» **TASKS**:
1. Name every individual person identified by name in the report on Israeli raids in the West Bank.
2. Summarize the report on Israeli raids in the West Bank in two sentences.

ISRAELI forces escalated raids in West Bank towns today, while also continuing their relentless bombardment of a Gaza refugee camp.
Amid growing international concern at Israel’s actions, Spain and Norway became the latest countries pledging to recognise a Palestinian state.
In the occupied West Bank, two Palestinians were killed early today in confrontations with Israeli forces, Palestinian medics and the military said.
The raids took place in the town of Tubas and the adjacent refugee camp of al-Faraa.
The Palestine Red Crescent Society confirmed the two deaths and said three people had been wounded, including one who sustained serious injuries.
The Israeli military said its target, local Hamas commander Mohammed Daraghmeh, had been killed in a gun battle.
A second Palestinian was killed in subsequent clashes.
The Red Crescent said one of its ambulances had been fired on by Israeli forces as medics were trying to treat one of the wounded.
Palestinian health officials say 460 Palestinians, including several dozen children and teenagers, have been killed by Israeli gunfire in the West Bank since the start of the Israel-Hamas war in Gaza.
Six months of fighting in the tiny Palestinian territory have pushed it into a humanitarian crisis, leaving more than one million people on the brink of starvation.
United States Agency for International Development head Samantha Power told legislators earlier this week that she accepted “credible” reports that there is now a famine in northern Gaza.
US President Joe Biden said this week that Israel is not doing enough to increase the flow of humanitarian aid into Gaza.
Israeli bombardments and ground offensives have killed at least 33,360 Palestinians in the besieged coastal strip and wounded 74,993, the Gaza Health Ministry says, with women and children accounting for two-thirds of the dead.
Meanwhile, Spanish Prime Minister Pedro Sanchez said today that his government had “publicly committed to recognising Palestine as a state as soon as possible.”
Mr Sanchez was in the Norwegian capital Oslo as part of a tour to push for peace in Gaza and seek support for the recognition of Palestinian statehood.
His Norwegian counterpart Jonas Gahr Store said that “Norway stands ready to recognise the state of Palestine and to recognise its appropriate place in the United Nations.”
The traditional position of the United States and European allies had been that recognition of a Palestinian state should come at the end of successful negotiations between Israel and the Palestinians.

(Point-per-instance localization data)
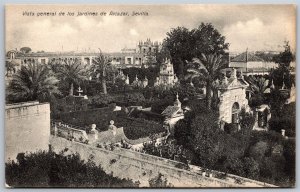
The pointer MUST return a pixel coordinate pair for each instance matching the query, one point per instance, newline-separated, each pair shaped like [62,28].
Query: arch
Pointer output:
[235,112]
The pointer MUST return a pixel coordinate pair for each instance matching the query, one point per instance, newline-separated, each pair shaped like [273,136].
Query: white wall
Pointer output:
[27,128]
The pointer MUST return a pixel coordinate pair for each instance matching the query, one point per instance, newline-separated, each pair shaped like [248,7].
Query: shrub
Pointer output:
[51,170]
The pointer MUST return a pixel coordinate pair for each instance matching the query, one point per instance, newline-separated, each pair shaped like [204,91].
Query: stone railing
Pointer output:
[69,132]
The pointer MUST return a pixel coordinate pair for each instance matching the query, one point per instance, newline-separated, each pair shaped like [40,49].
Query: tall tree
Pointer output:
[25,49]
[258,87]
[10,67]
[31,82]
[207,67]
[282,74]
[100,68]
[179,42]
[72,72]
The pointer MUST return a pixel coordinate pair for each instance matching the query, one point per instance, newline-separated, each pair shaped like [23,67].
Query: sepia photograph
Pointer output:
[150,96]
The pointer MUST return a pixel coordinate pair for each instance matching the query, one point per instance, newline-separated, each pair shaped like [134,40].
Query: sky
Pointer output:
[256,27]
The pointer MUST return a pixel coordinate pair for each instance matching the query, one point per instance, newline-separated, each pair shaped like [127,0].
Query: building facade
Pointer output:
[143,55]
[166,77]
[232,96]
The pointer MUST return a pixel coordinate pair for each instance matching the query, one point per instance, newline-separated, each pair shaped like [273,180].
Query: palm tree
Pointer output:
[206,67]
[72,72]
[100,68]
[10,67]
[32,82]
[258,85]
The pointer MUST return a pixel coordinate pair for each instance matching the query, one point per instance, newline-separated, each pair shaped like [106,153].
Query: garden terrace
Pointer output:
[134,128]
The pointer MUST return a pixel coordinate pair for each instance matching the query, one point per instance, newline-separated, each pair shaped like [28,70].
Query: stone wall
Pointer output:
[140,167]
[27,128]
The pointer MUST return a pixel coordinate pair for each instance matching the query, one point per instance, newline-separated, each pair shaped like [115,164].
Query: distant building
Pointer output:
[27,128]
[232,96]
[143,55]
[166,77]
[251,64]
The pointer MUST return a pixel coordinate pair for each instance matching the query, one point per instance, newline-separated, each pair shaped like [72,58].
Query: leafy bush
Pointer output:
[159,182]
[52,170]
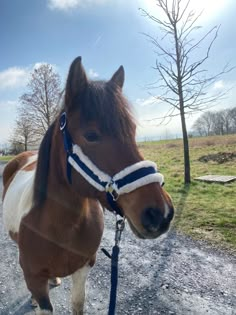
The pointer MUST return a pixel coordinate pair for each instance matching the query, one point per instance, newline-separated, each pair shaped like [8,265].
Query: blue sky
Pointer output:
[106,33]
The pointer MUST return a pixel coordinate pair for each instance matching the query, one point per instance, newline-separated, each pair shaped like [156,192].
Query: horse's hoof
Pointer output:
[54,282]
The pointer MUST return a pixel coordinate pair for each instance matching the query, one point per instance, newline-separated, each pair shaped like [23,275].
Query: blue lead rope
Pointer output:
[120,225]
[114,279]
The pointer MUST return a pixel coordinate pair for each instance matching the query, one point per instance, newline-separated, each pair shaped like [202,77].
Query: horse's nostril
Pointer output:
[152,218]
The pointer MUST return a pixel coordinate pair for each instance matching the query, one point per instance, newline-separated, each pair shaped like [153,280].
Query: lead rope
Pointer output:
[120,225]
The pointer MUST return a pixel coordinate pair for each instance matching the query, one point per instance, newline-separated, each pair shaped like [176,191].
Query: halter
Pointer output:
[125,181]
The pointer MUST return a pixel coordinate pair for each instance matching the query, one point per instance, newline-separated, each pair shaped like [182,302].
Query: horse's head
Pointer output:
[104,157]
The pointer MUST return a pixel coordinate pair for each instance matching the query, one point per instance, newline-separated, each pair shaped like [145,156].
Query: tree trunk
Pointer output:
[187,176]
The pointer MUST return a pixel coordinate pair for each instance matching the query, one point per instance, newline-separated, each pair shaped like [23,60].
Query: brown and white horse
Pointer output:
[88,159]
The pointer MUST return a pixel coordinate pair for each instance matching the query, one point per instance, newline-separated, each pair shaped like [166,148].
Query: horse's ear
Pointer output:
[76,81]
[119,77]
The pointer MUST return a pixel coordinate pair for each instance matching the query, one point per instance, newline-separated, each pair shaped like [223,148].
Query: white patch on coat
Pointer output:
[78,289]
[18,198]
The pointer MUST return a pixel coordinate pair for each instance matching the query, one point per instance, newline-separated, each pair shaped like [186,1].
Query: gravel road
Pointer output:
[172,275]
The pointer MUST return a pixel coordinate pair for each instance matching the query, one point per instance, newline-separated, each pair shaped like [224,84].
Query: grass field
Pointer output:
[203,210]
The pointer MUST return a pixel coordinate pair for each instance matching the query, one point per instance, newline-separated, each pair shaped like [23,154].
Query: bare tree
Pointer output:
[41,100]
[183,82]
[204,124]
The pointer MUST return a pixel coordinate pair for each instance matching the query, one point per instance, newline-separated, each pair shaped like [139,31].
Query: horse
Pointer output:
[88,160]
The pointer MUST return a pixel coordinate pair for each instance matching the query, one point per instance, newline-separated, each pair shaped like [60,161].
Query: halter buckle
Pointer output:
[110,190]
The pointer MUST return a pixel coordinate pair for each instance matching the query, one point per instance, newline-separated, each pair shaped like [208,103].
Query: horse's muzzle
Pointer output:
[155,222]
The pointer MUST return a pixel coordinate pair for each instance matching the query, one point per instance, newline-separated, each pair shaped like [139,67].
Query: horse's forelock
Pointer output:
[105,104]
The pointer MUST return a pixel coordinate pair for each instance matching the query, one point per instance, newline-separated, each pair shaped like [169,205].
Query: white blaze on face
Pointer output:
[18,198]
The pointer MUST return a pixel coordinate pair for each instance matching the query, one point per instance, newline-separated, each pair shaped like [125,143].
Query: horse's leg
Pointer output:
[78,289]
[54,282]
[38,286]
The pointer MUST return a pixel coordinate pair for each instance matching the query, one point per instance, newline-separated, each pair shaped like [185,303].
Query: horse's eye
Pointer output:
[92,136]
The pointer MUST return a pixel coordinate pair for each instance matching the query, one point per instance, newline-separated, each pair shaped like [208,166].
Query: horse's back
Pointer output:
[18,180]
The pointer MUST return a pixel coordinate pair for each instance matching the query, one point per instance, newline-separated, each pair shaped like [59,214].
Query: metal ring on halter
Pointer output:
[110,190]
[63,121]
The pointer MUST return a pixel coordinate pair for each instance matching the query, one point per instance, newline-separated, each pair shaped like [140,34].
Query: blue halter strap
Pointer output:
[125,181]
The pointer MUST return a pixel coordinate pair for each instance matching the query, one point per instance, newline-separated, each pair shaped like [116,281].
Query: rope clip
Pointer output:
[120,225]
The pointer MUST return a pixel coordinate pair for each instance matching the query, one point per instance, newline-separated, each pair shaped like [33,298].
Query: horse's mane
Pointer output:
[42,170]
[102,102]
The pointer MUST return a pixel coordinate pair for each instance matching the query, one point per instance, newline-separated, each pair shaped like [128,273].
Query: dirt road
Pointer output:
[171,275]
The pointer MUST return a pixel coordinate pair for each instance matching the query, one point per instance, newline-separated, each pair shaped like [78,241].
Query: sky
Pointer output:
[107,34]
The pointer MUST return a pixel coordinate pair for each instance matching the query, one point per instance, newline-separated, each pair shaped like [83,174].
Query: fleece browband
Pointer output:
[125,181]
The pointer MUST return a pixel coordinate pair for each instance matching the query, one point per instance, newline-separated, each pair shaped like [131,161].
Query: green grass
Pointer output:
[204,211]
[5,158]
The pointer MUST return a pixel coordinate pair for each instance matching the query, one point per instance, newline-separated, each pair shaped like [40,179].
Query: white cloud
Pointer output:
[219,85]
[93,74]
[66,5]
[13,78]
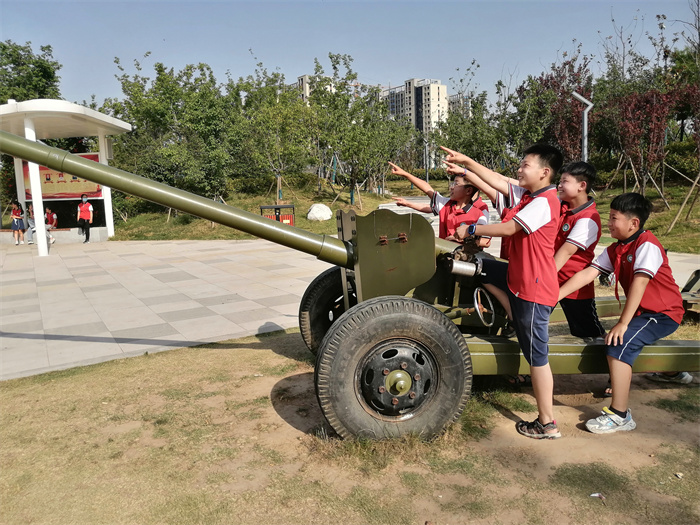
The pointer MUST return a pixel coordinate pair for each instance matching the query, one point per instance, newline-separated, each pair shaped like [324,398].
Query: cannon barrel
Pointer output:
[324,247]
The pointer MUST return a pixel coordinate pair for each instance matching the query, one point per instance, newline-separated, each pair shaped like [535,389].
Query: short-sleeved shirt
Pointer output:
[532,273]
[506,212]
[580,227]
[452,216]
[84,208]
[51,219]
[643,253]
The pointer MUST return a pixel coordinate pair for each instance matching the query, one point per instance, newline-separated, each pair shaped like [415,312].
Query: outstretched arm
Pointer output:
[418,183]
[495,180]
[564,254]
[453,169]
[502,229]
[400,201]
[632,301]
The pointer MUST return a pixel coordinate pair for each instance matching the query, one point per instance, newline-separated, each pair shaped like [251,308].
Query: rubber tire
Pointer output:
[365,326]
[317,303]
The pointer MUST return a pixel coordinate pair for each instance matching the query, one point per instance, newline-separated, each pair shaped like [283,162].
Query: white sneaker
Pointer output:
[610,422]
[682,378]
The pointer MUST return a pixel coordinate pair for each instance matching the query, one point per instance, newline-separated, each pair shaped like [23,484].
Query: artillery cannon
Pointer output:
[399,324]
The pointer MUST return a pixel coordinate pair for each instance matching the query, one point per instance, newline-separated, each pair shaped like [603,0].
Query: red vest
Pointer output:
[85,209]
[451,217]
[643,253]
[51,219]
[580,227]
[532,273]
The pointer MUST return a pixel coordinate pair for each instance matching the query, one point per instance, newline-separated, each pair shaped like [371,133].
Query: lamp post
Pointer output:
[584,131]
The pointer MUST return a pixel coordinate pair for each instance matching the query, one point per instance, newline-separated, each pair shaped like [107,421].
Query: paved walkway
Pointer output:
[90,303]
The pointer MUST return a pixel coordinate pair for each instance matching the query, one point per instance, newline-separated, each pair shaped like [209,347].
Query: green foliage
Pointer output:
[179,134]
[25,75]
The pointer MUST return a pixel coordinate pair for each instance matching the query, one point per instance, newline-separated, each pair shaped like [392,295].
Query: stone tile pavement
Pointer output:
[89,303]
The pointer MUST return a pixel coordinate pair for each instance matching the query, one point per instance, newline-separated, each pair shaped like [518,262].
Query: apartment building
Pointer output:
[423,102]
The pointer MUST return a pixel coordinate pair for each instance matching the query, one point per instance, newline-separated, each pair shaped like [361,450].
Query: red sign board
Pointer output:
[58,185]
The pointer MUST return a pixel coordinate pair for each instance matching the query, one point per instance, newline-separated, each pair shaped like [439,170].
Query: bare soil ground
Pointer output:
[232,433]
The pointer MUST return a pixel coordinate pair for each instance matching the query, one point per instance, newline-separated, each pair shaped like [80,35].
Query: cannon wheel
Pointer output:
[321,305]
[392,366]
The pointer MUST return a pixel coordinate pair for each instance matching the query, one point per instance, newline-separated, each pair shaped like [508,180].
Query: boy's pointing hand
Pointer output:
[454,156]
[396,170]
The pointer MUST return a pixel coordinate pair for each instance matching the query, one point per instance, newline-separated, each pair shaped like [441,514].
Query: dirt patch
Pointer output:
[229,433]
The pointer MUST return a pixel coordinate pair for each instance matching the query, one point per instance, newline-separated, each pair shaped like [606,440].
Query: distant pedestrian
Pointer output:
[51,224]
[85,214]
[31,225]
[17,223]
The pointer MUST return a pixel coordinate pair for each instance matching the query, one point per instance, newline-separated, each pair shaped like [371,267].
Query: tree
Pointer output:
[25,75]
[354,124]
[180,128]
[278,126]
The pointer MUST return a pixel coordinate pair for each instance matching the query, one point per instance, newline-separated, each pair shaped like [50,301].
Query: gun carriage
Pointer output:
[399,323]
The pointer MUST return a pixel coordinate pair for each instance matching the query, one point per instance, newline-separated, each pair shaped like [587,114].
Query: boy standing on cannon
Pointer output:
[531,278]
[653,307]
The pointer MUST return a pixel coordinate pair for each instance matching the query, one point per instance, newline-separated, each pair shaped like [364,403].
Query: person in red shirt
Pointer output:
[464,206]
[51,220]
[497,286]
[578,235]
[653,308]
[85,214]
[531,276]
[17,226]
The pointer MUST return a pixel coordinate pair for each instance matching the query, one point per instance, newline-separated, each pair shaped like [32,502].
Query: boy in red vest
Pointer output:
[460,208]
[578,235]
[51,223]
[85,217]
[653,309]
[531,279]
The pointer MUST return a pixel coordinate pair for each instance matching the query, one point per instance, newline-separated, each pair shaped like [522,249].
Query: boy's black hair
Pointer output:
[632,205]
[550,157]
[582,172]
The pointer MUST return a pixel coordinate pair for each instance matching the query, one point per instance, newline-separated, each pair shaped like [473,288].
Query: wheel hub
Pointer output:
[396,377]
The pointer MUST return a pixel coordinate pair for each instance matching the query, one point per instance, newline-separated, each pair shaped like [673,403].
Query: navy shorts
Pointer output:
[645,329]
[495,273]
[531,323]
[582,317]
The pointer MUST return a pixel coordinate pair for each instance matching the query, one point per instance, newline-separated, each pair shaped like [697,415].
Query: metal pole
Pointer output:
[584,131]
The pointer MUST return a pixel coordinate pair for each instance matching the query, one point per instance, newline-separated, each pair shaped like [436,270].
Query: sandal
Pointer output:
[520,380]
[537,430]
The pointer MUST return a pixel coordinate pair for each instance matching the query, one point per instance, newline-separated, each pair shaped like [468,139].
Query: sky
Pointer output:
[389,41]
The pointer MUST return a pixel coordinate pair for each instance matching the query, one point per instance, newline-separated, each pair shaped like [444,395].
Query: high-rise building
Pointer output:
[423,102]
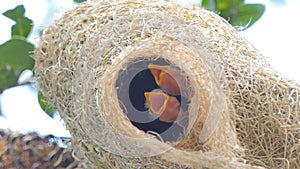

» **RESPONSES FOR EACH TASK**:
1. Mohammed Daraghmeh, Samantha Power, Joe Biden, Pedro Sanchez, Jonas Gahr Store

2. Israeli forces escalated raids in West Bank towns, killing two Palestinians in Tubas and the al-Faraa refugee camp, while continuing a bombardment of Gaza that has left more than one million people on the brink of starvation. Amid growing international concern, Spain and Norway pledged to recognize a Palestinian state.